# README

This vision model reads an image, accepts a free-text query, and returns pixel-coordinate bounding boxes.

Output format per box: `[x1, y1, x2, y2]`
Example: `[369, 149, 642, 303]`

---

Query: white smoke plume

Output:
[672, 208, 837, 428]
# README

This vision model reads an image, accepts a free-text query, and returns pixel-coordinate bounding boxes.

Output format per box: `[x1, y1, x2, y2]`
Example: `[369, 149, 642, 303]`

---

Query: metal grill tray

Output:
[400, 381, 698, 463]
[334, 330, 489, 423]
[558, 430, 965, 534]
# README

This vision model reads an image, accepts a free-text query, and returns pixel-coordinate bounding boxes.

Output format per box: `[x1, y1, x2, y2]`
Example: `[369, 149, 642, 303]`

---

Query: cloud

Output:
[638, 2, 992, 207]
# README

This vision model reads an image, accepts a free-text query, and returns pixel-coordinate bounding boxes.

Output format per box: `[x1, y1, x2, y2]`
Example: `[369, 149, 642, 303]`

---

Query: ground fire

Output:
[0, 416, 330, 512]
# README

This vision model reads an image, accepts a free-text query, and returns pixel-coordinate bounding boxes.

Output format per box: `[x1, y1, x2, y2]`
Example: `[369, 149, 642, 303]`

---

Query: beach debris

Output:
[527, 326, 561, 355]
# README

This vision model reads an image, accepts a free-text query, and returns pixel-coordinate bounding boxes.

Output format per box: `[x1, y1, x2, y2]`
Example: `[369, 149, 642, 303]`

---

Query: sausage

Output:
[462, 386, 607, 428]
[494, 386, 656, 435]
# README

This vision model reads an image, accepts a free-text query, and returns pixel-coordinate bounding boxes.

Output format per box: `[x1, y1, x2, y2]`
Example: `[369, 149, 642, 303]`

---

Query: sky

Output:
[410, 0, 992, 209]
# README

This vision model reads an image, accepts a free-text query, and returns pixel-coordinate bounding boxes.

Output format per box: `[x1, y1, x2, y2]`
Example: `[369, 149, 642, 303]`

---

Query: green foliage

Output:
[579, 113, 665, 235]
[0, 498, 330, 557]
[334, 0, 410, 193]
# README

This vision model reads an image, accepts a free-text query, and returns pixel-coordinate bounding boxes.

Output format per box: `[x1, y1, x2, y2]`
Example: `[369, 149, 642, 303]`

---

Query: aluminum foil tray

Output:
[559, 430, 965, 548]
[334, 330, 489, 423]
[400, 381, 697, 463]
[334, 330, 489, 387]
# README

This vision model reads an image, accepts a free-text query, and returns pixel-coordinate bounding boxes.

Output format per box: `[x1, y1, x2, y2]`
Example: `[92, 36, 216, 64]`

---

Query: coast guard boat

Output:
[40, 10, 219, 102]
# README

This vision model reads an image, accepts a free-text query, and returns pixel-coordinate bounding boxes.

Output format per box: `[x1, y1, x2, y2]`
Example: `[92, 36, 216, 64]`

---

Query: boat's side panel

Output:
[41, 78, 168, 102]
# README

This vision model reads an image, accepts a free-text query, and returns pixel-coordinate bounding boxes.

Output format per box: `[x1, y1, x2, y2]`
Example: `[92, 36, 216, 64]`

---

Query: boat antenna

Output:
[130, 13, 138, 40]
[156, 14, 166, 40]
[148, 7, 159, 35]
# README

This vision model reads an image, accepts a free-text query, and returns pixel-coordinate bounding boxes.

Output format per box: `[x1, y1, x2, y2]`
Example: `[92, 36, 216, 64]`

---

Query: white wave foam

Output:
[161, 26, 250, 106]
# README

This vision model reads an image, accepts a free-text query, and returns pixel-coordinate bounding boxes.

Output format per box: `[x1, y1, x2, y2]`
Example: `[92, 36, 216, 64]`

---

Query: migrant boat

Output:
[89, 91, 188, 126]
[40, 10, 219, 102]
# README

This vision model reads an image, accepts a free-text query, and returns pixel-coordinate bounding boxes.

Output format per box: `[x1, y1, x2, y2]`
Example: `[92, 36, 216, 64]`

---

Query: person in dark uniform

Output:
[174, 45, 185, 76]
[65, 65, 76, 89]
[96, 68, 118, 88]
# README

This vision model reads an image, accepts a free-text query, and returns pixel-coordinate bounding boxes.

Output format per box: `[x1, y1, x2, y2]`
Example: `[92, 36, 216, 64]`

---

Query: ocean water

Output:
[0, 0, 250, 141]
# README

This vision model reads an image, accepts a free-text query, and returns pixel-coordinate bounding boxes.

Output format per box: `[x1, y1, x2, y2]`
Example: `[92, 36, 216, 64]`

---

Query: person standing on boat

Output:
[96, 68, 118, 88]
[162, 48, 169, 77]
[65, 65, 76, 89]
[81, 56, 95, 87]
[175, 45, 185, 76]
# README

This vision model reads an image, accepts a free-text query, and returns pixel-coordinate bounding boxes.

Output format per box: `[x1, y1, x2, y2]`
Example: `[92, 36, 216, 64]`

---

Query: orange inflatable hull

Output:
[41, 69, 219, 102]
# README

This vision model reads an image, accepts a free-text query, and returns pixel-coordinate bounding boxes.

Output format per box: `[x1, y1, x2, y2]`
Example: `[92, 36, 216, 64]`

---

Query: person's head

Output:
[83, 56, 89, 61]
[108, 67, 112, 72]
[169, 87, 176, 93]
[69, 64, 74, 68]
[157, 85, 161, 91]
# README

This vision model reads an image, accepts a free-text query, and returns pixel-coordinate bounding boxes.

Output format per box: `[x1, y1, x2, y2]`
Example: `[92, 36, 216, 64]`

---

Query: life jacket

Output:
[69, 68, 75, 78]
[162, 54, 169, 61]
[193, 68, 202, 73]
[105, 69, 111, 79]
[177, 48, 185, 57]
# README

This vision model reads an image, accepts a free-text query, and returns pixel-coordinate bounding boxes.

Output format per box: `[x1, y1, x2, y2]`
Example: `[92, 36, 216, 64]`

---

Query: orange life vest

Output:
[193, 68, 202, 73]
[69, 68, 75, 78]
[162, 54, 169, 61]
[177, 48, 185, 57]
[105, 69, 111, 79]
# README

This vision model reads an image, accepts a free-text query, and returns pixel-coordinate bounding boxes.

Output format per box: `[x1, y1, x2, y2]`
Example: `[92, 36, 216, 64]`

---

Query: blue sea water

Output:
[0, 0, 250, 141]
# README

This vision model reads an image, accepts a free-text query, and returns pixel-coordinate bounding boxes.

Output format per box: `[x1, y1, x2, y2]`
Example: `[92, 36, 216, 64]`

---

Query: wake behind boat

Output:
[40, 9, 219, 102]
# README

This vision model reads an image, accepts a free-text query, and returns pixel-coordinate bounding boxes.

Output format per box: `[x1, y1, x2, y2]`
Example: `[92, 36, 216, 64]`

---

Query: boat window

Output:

::::

• [EXERCISE AIM]: Convert the lines from the start of the records through the line containing "[672, 208, 837, 428]" into a JSON list of strings, one string per line, with blank lines omitted; both ends are included.

• [CORRECT RESULT]:
[
  "# README",
  "This vision model reads an image, accepts a free-text query, and returns pixel-coordinate bounding boxes.",
  "Output format per box: `[x1, y1, x2, y2]`",
  "Example: `[369, 149, 642, 303]`",
  "---",
  "Query: white smoke plume",
  "Output:",
  "[672, 208, 837, 428]"
]